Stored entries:
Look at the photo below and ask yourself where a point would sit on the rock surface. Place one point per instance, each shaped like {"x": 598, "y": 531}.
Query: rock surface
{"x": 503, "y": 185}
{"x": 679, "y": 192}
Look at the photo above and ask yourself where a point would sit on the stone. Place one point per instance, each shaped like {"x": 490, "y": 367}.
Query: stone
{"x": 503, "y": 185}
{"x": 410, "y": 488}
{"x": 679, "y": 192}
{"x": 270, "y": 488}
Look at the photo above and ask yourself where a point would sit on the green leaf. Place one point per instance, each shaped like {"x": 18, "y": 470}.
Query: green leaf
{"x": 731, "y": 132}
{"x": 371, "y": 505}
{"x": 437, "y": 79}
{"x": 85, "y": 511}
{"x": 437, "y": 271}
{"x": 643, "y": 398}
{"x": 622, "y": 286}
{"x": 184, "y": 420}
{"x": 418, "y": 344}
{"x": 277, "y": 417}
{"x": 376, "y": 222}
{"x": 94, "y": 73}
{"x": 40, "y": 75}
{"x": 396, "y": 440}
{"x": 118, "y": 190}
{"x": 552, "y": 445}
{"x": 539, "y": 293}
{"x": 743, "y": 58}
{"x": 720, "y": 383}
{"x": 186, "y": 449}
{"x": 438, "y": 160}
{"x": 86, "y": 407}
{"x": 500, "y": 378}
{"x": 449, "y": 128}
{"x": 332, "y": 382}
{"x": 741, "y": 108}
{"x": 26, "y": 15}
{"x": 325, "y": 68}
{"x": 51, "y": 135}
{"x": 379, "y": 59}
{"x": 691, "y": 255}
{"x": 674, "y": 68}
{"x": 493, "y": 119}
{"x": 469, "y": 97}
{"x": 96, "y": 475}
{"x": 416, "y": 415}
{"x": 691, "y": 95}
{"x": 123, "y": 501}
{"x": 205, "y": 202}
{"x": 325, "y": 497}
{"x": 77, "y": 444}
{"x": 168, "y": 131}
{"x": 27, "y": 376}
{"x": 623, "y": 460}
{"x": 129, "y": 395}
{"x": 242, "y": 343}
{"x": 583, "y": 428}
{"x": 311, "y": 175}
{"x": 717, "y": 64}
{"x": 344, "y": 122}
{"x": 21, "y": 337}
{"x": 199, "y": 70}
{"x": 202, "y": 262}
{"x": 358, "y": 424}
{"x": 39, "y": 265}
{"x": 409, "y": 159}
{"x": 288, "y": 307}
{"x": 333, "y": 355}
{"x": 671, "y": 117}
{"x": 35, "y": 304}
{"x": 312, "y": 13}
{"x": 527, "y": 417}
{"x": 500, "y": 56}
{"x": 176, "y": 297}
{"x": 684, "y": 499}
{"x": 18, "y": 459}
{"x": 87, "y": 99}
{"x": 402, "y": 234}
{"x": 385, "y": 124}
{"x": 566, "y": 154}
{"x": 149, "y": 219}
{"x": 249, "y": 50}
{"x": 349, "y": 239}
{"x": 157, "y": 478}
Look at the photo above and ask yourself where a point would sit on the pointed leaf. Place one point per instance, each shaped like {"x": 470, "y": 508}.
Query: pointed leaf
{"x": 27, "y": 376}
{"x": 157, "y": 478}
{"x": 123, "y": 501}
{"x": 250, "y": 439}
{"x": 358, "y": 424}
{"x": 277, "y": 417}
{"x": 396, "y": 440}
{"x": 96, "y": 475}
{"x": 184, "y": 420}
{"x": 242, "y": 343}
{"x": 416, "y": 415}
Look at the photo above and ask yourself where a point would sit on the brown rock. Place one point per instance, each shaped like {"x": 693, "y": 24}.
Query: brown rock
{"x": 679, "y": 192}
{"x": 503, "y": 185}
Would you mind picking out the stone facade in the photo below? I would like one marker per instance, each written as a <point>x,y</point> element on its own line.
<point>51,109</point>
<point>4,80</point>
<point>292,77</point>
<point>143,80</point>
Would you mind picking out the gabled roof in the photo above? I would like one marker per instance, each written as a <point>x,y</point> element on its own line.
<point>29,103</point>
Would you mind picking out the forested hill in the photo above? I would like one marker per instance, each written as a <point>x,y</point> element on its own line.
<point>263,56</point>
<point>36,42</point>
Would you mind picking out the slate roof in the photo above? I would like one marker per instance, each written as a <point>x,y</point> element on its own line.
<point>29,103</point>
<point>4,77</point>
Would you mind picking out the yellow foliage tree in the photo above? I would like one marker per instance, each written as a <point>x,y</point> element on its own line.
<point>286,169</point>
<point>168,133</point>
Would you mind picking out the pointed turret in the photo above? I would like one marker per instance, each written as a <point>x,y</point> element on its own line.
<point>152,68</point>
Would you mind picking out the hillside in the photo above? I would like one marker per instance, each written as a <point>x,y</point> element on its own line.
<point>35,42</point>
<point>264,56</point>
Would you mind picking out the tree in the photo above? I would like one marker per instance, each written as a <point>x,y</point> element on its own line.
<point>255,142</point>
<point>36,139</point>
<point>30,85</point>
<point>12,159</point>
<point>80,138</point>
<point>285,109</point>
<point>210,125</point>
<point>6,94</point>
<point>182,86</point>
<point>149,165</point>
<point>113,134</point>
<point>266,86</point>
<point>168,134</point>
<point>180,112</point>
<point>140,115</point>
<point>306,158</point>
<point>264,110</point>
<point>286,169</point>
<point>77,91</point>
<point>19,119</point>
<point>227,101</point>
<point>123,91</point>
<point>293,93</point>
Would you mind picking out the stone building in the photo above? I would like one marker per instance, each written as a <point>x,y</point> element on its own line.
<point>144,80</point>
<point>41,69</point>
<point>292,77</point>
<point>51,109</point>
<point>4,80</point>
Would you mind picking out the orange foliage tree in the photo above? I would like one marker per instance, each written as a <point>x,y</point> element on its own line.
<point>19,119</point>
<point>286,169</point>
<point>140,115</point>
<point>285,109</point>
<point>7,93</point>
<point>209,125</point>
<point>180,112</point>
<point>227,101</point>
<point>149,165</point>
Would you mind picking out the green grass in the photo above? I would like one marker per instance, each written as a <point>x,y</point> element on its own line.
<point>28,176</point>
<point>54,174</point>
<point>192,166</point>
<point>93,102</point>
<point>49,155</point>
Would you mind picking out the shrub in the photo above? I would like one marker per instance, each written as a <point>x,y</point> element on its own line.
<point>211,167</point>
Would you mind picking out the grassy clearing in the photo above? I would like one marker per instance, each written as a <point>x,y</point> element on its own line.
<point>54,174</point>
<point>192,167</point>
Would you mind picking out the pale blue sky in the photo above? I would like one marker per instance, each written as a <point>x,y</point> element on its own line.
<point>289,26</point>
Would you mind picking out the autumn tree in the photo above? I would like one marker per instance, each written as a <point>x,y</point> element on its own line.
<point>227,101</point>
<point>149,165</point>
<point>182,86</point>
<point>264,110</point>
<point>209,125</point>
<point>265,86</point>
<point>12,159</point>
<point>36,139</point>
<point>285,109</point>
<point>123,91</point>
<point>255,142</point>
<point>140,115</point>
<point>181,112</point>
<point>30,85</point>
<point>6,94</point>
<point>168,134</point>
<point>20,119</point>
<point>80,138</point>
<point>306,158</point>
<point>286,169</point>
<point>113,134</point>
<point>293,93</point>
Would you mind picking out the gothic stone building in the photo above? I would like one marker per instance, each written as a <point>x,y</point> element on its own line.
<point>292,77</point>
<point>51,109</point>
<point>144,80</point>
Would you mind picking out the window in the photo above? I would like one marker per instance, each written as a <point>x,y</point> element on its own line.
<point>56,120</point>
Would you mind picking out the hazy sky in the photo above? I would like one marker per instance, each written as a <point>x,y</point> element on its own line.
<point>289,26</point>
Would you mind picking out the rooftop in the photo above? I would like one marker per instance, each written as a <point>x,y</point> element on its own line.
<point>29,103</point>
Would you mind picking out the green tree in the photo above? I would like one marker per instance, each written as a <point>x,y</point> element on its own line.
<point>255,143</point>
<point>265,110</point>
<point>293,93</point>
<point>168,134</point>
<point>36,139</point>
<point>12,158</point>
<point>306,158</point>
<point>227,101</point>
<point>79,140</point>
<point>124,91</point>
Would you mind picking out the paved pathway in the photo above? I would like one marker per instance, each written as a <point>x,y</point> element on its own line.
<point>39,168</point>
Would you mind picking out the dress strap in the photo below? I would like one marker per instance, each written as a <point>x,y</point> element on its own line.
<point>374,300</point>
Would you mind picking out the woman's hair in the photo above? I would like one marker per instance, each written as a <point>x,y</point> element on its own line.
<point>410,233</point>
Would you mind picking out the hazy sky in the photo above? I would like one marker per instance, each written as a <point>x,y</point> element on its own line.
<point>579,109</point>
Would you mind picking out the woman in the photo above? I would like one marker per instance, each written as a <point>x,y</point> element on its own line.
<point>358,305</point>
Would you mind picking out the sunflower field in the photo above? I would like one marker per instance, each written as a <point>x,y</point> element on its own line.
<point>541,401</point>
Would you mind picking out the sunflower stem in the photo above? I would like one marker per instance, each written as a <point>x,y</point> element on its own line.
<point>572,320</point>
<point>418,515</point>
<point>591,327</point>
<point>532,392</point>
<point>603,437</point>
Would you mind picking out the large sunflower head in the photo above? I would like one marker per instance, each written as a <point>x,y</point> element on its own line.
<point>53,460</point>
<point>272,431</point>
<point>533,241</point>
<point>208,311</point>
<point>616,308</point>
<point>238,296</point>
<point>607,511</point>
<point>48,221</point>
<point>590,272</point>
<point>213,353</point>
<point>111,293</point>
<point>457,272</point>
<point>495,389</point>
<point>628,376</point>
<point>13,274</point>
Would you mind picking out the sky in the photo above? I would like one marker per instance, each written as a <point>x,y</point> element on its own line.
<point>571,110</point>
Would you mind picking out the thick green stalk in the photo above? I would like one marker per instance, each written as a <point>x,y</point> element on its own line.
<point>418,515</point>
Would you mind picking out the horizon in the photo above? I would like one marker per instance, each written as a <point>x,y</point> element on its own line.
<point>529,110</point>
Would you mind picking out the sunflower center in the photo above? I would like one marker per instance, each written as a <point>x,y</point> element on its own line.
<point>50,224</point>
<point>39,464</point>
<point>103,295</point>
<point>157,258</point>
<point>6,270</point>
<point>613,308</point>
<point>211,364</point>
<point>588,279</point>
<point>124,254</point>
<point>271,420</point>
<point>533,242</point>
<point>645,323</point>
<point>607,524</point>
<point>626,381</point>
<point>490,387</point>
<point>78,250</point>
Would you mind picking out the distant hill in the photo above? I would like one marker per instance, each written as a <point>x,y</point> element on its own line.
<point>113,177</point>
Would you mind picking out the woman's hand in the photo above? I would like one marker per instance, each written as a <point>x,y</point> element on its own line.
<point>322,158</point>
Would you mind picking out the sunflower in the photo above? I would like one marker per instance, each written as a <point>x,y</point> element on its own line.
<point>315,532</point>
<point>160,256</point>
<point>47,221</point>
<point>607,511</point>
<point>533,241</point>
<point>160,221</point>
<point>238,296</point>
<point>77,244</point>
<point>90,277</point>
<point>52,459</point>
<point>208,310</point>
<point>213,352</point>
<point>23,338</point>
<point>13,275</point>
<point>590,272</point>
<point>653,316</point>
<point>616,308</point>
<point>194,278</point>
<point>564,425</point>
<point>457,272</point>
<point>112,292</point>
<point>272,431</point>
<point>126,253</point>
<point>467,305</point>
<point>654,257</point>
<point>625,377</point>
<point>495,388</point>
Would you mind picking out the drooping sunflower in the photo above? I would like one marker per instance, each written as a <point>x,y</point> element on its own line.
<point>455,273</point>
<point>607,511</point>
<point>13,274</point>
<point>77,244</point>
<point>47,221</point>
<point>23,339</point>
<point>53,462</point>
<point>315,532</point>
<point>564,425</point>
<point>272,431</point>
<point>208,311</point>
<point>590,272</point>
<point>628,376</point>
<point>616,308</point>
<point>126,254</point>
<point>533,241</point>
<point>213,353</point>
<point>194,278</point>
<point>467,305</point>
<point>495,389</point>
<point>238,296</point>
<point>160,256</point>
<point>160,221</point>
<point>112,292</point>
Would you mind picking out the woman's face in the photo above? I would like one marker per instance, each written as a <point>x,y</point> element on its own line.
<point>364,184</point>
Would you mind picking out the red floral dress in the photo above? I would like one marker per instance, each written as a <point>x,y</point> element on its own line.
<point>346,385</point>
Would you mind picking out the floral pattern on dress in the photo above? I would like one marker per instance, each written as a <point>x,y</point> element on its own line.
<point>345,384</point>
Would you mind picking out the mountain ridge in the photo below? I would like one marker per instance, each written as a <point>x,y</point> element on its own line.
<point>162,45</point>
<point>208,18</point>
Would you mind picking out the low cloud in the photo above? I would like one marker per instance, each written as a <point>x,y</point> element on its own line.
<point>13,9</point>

Directions: Could you report how many lines of the entries include the word "Look"? Only the number is needed.

Result of the task: 5